◆ **Direction 1**: In the rubric annotations, what rubric score did Sample Student Response #11 receive?
◆ **Direction 2**: Write the next part of the rubric annotations on polygon triangles, picking up after their final sentence.

◆ **Supplied passage**:
Annotation: This response demonstrates application of a reasonable strategy that leads to correct solutions within the context of the problem. The hexagon is correctly divided into non-overlapping triangles and the table is correctly completed. The relationship between the number of sides of each polygon and the number of non-overlapping triangles is correct (subtract two from the sides of the polygon) and the justification is fully developed and clearly presented in a labeled diagram. The relationship between the number of non-overlapping triangles in a polygon and the sum of its angle measures is correct (One triangle has a sum of 180°, therefore if there are many triangles you have to multiply 180 by that amount). The justification is fully developed and clearly presented (One triangle is 180° and two triangles which equal a quadrialateral is 360° because there are two triangles, and each has a measure of 180 degrees), including a labeled diagram. This response demonstrates a complete understanding and analysis of the problem.

Score for Sample Student Response #11: Rubric Score 2

Annotation: This response demonstrates an incomplete application of a reasonable strategy. The hexagon is correctly divided into non-overlapping triangles and the table is correctly completed. The relationship between the number of sides and non-overlapping triangles is correct (If you take the number of sides of the polygons + you subtrat 2 from it you would have the number of non-overlaping Triangles) but a justification is not provided. The relationship between the number of non-overlapping triangles in a polygon and the sum of its angle measures is not provided and a justification is not given. This response demonstrates a conceptual understanding and analysis of the problem.

Score for Sample Student Response #12: Rubric Score 3

Annotation: This response demonstrates application of a reasonable strategy that leads to some correct solutions within the context of the problem. The hexagon is correctly divided into non-overlapping triangles and the table is correctly completed. The relationship between the number of sides and non-overlapping triangles is correct (However many number of sides you have, take that number and subtract it by two and you will have the number of non-overlapping triangles). A justification is not provided. The relationship between the number of non-overlapping triangles in a polygon and the sum of its angle measures is correct (you take the number of non-overlapping triangles and you multiply it by 180 and you will get the sum of Angle measures). A justification is not given. This response demonstrates a clear understanding and analysis of the problem. (Compare to this Level 3 anchor paper.)

◆ **Material provided**:
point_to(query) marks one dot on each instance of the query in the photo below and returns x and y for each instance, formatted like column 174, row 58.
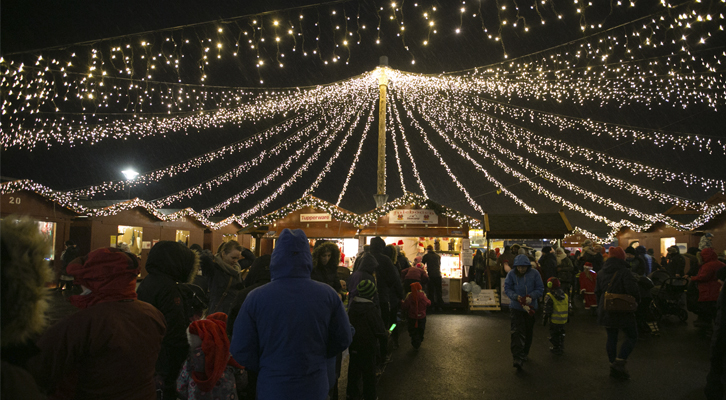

◆ **Written response 1**: Rubric Score 2

◆ **Written response 2**:
Score for Sample Student Response #13: Rubric Score 1

Annotation: This response demonstrates little application of a reasonable strategy. The hexagon is correctly divided into non-overlapping triangles. The number of sides and overlapping triangles for a hexagon are correct, but the column for the sum of angle measures is incorrect. The student did not address the third or fourth parts of the question. This response demonstrates a minimal understanding and analysis of the problem.

Score for Sample Student Response #14: Rubric Score 2

Annotation: This response demonstrates an incomplete application of a reasonable strategy. The hexagon is incorrectly divided but the table is correctly completed. The student provides a relationship (When the number of sides a polygon has increases so does the number of overlapping triangles), but does not describe the relationship between the number of sides of any polygon and its number of non-overlapping triangles. A justification is not provided. The relationship between the number of non-overlapping triangles in a polygon and the sum of its angle measures is correct (Every time the number of non overlapping tirangles increases you multiply that number by 180°) but a justification is not given. This response demonstrates a conceptual understanding and analysis of the problem. (Compare to this Level 2 anchor paper.)

Score for Sample Student Response #15: Rubric Score 4

Annotation: This response demonstrates application of a reasonable strategy that leads to correct solutions within the context of the problem. The hexagon is correctly divided into non-overlapping triangles and the table is correctly completed. The relationship between the number of sides of each polygon and the number of non-overlapping triangles is correct (The number of non-overlapping triangles is two less than the number of sides that figure has). The justification is fully developed (I know this because for the triangle 3-2 is 1. The quadrilateral 4-2 is 2 and so on). The relationship between the number of non-overlapping triangles in a polygon and the sum of its angle measures is correct (all you have to do is multiply the number of non-overlapping triangles by 180°) and the justification is clearly presented (Like for a quadrilateral 2·180=360). This response demonstrates a complete understanding and analysis of the problem.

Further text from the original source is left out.